◆ Extrait choisi:
Pierre Chiron, helléniste, philologue, historien de la rhétorique, est professeur à l’Université Paris-Est, membre de l’Institut universitaire de France et romancier. A l’occasion de la sortie de son petit Manuel de rhétorique, il offre à La Vie des Classiques un entretien exclusif.
- Comment vous présenter ?
Eh bien c’est tout simple… et un peu compliqué en même temps : je finis ma carrière de professeur de langue et littérature grecques à l’Université Paris-Est Créteil. Mais depuis dix ans, j’appartiens aussi à l’Institut Universitaire de France, établissement sans murs, qui m’a permis, sans quitter l’enseignement, et notamment les séminaires de Master et la direction de thèses, de me concentrer davantage sur la recherche. Je suis également, pour un an, président de l’Association des Études grecques, une association ancienne mais toujours bien vivante, qui s’efforce d’encourager la pratique de cette langue. Nous recrutons chaque mois de nouveaux membres et l’intérêt pour cette culture ne se dément pas : la tragédie, la philosophie, l’histoire des sciences, la médecine notamment, la rhétorique, la démocratie et j’en passe, sont autant de domaines de l’art et de la pensée qui doivent beaucoup à la Grèce ancienne. Le problème – et j’en parle en tant qu’ancien président de la 8e section du CNU, chargée des recrutements et des carrières universitaires dans ce domaine – c’est plutôt la politique universitaire, qui n’a pas encore, malgré des prises de conscience récentes, pris en compte à la fois l’importance et la fragilité de ce patrimoine, qui mériteraient que soient sanctuarisés, en quelque sorte, un certain nombre de postes dans l’enseignement supérieur. Sans ces perspectives d’avenir, le risque est grand que des jeunes gens passionnés et brillants se détournent à tout jamais d’études qui, à mes yeux, sont à la fois passionnantes et utiles à la collectivité, si cette dernière veut savoir d’où elle vient et ce qu’elle est.

◆ Extrait des données:
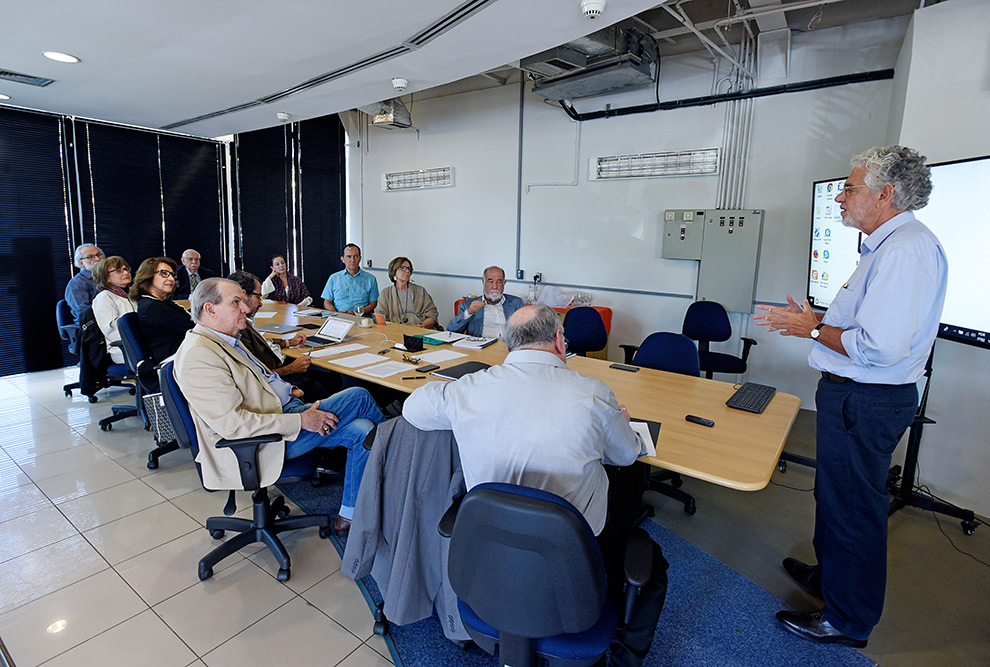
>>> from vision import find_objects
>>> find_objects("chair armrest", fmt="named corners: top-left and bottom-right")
==
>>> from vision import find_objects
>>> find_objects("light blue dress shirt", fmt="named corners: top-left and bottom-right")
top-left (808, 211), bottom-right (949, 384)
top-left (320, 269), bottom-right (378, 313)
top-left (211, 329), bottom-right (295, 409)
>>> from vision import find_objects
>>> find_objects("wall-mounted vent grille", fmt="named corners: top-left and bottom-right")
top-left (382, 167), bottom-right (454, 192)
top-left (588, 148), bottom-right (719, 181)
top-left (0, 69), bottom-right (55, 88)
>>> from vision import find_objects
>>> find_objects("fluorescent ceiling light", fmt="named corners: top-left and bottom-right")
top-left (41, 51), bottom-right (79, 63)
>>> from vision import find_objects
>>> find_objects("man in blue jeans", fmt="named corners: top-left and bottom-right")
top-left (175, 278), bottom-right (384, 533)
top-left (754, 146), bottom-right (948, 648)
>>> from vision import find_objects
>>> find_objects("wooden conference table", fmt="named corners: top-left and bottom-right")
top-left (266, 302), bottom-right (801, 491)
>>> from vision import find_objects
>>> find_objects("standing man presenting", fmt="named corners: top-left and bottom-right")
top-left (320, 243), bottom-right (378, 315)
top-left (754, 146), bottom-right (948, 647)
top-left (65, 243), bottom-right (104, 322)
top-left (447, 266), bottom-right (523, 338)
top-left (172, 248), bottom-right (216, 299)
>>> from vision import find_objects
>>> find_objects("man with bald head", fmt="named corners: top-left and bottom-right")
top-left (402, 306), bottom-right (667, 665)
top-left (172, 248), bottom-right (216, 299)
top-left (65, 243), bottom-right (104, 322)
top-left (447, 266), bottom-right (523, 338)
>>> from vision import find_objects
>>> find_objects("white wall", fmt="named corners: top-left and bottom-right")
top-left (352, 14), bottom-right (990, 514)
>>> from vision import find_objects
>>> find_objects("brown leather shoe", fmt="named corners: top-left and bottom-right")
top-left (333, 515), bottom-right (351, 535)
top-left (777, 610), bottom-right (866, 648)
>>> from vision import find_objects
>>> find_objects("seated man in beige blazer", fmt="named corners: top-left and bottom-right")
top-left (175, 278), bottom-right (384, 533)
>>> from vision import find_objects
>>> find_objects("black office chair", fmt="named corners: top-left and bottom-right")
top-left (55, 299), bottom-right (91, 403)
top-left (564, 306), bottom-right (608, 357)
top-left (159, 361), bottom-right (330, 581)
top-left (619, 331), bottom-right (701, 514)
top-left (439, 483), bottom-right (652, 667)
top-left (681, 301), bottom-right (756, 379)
--
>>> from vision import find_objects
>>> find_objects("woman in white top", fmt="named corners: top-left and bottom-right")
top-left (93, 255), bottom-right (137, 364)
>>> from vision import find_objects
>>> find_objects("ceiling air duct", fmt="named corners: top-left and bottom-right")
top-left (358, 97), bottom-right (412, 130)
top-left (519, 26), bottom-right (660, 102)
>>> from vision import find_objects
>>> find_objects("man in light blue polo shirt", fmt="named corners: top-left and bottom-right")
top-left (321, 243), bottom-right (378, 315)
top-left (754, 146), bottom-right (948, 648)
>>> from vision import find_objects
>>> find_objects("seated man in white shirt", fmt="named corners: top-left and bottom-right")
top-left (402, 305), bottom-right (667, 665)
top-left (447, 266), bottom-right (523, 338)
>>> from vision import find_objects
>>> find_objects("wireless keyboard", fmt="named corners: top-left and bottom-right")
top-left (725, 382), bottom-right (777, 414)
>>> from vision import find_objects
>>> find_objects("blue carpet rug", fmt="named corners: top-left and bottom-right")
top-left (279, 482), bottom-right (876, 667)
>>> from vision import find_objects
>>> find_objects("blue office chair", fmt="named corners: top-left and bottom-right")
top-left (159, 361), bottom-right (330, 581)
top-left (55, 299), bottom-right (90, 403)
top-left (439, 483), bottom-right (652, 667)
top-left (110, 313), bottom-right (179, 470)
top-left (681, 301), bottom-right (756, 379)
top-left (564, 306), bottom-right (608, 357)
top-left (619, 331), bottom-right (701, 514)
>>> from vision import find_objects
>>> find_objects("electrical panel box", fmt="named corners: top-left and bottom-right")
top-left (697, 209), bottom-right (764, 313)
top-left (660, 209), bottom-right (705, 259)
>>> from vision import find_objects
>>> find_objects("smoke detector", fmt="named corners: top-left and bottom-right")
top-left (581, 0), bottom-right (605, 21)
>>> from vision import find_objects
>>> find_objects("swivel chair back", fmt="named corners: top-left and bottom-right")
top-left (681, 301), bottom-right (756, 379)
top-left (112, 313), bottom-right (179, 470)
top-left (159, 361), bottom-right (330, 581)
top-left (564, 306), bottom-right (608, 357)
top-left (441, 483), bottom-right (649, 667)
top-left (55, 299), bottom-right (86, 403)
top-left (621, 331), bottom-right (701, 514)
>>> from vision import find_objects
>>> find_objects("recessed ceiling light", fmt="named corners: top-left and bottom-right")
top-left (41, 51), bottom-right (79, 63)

◆ Consigne: Prolongez l'entretien avec Pierre Chiron au-delà de sa dernière phrase.

◆ Production attendue:
Une autre de mes « casquettes » est celle de vice-président d’une association internationale, la SIBC, Société Internationale de Bibliographie Classique, qui veille à alimenter une base de données bibliographiques sur l’Antiquité, accessible en format papier et en ligne. Cette entreprise, d’origine française, est maintenant pleinement internationale. C’est un travail sans fin que d’assurer la production et la diffusion de notices permettant d’informer les Antiquisants, en temps réel, des avancées de la recherche dans les domaines qui les intéressent.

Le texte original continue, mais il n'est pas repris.